Directive: From the line that has "I would be grateful if you could tag the street" down to the final line of the listing below, transcribe every line exactly, and only those.

═══ Provided records

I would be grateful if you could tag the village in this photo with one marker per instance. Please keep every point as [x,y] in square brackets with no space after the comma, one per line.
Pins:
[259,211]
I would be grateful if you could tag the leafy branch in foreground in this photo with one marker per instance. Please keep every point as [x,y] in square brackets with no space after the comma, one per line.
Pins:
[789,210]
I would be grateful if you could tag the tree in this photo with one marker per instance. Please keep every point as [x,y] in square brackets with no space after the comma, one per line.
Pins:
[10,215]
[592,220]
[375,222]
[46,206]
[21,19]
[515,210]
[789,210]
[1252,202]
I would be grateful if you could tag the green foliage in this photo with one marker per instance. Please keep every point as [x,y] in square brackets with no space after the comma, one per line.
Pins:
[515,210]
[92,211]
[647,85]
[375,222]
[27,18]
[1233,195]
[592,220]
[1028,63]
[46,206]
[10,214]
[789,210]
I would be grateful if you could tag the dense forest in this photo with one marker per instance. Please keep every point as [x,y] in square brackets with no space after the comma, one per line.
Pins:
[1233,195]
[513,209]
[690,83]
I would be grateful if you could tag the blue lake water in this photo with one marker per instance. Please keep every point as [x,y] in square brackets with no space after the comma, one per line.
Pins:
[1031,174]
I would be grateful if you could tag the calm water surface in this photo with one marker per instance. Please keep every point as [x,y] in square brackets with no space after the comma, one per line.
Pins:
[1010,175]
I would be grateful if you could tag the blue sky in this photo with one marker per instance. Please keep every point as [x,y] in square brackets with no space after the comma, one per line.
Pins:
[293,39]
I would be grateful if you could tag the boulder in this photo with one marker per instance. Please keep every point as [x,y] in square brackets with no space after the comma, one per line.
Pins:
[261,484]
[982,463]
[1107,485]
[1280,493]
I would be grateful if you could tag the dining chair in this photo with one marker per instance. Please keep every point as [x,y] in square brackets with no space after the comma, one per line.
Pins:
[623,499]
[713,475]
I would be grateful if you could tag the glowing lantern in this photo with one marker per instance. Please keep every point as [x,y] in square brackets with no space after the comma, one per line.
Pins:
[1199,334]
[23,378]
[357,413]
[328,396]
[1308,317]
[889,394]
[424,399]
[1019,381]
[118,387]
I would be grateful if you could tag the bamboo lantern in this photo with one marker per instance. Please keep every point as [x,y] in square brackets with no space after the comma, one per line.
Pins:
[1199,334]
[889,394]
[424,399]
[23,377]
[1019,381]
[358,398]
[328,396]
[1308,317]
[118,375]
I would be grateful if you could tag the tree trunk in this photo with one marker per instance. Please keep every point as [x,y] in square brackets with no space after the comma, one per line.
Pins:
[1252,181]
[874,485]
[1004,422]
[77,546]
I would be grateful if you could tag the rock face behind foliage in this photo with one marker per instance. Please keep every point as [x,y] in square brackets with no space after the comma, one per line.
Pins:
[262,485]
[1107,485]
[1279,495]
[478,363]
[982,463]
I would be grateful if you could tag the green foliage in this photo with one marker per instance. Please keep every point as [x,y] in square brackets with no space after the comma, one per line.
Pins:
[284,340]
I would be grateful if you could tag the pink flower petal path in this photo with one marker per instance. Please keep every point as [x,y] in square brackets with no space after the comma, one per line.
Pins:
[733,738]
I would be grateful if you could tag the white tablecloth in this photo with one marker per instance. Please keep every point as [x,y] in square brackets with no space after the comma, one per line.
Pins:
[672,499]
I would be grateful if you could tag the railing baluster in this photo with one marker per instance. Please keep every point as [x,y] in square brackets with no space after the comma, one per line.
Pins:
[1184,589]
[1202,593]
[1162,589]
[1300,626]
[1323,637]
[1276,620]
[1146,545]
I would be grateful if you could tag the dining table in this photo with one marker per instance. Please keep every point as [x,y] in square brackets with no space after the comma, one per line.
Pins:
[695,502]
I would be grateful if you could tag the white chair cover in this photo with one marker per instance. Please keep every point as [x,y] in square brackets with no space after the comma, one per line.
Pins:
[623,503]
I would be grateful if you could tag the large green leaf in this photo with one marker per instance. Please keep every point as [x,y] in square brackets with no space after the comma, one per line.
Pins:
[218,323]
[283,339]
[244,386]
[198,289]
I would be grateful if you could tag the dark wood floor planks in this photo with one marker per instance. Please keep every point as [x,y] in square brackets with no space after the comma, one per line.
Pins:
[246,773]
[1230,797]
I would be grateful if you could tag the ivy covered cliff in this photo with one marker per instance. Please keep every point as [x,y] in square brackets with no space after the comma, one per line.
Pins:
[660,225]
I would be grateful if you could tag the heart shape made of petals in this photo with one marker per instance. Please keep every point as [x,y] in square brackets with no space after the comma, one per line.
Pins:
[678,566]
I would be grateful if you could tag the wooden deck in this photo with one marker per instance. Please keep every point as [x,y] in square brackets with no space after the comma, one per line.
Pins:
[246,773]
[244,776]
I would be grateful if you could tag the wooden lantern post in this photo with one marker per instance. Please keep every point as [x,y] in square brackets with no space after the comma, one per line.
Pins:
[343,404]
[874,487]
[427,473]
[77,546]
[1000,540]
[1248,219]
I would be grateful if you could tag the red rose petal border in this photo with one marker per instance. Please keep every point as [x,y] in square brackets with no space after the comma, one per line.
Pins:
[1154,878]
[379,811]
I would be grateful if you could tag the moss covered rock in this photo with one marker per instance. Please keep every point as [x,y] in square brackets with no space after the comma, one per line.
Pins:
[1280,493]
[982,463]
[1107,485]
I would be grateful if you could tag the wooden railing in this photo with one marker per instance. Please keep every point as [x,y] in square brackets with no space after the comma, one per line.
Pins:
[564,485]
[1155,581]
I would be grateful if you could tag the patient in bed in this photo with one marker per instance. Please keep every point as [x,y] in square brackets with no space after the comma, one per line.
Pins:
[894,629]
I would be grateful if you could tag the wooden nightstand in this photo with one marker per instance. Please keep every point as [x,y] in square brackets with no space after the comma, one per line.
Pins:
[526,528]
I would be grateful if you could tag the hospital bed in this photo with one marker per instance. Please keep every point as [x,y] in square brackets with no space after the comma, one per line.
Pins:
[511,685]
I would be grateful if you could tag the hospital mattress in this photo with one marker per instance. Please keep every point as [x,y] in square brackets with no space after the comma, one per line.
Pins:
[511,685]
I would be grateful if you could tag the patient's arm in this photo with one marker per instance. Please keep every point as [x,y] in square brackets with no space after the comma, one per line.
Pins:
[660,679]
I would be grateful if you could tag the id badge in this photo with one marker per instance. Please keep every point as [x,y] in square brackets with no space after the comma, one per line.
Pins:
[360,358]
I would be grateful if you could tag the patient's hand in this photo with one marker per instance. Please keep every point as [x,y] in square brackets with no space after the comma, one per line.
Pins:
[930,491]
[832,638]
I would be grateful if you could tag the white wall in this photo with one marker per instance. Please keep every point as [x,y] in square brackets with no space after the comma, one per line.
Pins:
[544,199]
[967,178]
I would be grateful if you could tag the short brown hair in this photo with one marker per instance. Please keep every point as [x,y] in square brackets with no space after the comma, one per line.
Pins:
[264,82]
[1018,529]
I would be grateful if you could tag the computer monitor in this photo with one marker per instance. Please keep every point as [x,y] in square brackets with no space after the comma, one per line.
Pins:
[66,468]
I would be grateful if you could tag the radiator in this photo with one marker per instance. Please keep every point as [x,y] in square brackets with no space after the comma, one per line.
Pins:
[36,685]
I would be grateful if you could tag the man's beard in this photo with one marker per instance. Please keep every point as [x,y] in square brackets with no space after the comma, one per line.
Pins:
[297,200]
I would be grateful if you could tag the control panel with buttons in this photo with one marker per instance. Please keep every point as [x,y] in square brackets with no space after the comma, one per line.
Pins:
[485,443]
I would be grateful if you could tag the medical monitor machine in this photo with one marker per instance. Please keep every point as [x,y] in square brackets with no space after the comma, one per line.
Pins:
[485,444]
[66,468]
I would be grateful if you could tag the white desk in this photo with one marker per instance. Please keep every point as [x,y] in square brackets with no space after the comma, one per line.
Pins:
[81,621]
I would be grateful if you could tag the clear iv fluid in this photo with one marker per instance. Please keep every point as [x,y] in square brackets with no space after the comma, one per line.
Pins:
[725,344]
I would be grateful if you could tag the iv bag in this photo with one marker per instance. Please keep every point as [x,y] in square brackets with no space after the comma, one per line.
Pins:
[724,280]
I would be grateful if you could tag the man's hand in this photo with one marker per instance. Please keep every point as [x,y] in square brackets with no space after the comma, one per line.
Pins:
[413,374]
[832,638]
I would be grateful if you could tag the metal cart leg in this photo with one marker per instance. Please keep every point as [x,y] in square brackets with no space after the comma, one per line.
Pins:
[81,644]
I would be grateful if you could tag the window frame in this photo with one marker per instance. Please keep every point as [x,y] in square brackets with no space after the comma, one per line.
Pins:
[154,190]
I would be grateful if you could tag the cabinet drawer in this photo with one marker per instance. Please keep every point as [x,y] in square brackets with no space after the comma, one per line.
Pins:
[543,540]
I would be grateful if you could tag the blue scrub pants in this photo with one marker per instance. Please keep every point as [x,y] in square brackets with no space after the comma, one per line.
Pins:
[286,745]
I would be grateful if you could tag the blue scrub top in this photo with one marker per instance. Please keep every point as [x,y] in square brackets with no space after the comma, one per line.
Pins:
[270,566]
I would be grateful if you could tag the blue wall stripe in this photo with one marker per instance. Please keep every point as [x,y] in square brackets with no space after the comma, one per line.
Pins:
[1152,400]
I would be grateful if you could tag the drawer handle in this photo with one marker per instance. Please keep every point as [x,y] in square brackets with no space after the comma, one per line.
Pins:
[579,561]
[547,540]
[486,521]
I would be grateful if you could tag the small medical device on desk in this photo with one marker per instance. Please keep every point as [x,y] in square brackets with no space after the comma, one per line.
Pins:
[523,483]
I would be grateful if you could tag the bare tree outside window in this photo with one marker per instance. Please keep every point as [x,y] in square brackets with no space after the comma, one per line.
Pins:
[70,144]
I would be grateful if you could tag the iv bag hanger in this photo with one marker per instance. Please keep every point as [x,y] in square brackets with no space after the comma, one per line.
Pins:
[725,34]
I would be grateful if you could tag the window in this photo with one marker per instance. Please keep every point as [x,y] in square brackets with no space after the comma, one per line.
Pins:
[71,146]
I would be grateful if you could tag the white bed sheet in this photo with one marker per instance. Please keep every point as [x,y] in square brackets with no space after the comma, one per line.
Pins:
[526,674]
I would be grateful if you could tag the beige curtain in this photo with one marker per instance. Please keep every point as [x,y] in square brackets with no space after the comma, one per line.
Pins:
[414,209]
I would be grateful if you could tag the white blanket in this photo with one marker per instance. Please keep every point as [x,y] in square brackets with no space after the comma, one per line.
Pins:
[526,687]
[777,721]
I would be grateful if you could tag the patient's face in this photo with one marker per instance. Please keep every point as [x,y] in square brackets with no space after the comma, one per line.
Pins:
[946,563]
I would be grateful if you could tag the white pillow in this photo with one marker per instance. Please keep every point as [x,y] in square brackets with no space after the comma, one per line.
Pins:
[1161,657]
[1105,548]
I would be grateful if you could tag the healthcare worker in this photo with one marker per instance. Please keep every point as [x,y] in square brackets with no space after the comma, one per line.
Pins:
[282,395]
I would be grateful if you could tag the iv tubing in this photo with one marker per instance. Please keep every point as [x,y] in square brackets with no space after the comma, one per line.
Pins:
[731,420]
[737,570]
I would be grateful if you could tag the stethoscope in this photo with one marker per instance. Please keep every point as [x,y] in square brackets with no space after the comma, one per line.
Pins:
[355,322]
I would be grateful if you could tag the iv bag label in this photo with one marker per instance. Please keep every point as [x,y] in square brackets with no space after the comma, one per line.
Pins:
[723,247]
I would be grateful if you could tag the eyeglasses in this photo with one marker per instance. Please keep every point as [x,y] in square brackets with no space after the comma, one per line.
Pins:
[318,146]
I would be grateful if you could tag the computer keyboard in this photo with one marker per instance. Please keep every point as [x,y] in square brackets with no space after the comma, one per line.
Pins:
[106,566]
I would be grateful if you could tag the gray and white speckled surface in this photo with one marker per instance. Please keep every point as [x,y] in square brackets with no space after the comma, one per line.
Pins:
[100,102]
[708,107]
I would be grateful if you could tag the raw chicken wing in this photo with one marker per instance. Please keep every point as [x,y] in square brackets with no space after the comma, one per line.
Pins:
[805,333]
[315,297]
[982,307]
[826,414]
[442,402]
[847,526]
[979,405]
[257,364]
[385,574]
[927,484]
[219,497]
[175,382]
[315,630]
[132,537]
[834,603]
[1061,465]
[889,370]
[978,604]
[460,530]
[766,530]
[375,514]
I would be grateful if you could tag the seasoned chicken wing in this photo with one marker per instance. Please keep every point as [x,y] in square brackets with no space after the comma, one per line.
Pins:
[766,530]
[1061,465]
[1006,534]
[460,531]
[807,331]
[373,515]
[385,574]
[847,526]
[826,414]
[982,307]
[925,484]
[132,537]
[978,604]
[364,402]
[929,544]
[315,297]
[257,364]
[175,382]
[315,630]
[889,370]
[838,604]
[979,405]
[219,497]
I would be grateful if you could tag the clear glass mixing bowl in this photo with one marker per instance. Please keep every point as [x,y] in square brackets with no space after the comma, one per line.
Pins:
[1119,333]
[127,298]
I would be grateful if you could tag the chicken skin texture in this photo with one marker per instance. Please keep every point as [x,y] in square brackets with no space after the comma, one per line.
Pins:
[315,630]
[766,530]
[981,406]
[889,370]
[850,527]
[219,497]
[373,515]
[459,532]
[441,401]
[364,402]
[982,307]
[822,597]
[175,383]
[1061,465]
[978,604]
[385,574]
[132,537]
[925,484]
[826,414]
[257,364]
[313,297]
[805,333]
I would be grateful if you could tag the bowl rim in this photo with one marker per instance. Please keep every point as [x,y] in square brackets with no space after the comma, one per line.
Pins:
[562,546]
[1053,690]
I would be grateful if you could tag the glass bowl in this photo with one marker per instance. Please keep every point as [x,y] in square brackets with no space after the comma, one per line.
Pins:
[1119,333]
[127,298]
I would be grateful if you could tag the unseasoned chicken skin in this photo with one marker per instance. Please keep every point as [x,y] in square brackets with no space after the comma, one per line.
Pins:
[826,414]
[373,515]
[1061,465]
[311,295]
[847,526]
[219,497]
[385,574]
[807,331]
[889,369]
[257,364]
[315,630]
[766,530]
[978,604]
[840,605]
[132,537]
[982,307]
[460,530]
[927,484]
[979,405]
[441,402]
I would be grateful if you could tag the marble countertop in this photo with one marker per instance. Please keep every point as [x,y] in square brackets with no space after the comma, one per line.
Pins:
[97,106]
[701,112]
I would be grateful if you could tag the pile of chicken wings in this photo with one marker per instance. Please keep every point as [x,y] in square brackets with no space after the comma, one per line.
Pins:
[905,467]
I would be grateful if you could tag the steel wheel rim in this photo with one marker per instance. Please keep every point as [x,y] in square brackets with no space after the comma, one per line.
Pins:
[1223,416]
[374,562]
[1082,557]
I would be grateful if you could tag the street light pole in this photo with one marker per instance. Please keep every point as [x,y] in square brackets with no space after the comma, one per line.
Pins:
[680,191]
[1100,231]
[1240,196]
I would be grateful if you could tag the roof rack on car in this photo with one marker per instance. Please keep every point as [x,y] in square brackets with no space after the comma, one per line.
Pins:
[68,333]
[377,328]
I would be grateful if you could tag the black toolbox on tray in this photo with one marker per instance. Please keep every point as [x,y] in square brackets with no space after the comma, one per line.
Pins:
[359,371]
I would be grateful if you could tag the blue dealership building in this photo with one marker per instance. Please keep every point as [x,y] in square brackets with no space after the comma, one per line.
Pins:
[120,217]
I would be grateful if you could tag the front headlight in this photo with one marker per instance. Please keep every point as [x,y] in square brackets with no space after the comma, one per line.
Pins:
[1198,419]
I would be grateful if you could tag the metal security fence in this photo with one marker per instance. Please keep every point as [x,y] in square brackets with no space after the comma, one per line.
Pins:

══════

Correct result:
I would be grateful if you could tag the street light pole in this photo with one marker per instance. Please keep every point as [x,y] in square brackets with no space after the comma, one per line.
Pins:
[680,191]
[1100,231]
[1240,196]
I would be grateful if you could tag the roof rack on car in this photo with one marker per instance. Please keep every point as [x,y] in square brackets with no space after the comma, one per line.
Pins:
[68,333]
[377,328]
I would be grateful if you could tag the black toolbox on tray in this photo with one marker per instance. Please keep every point as [x,y] in square brackets with no space after the comma, one per line.
Pins:
[359,371]
I would be grateful if you could tag the blue dealership building in this photo with one marker per instance. Please keep every point as [x,y] in square brackets with no space after the comma, one per line.
Pins:
[120,217]
I would be grateful if you could tag the front headlight in this photo with one marker per instance. Please keep every point as [x,y] in square brackets with no space after the comma, one per line.
Pins:
[1198,419]
I would be grateful if you could tag the metal security fence in this photo with one marker per instance. Please keep every point as [x,y] in square brackets with no space after the comma, one per line.
Pins:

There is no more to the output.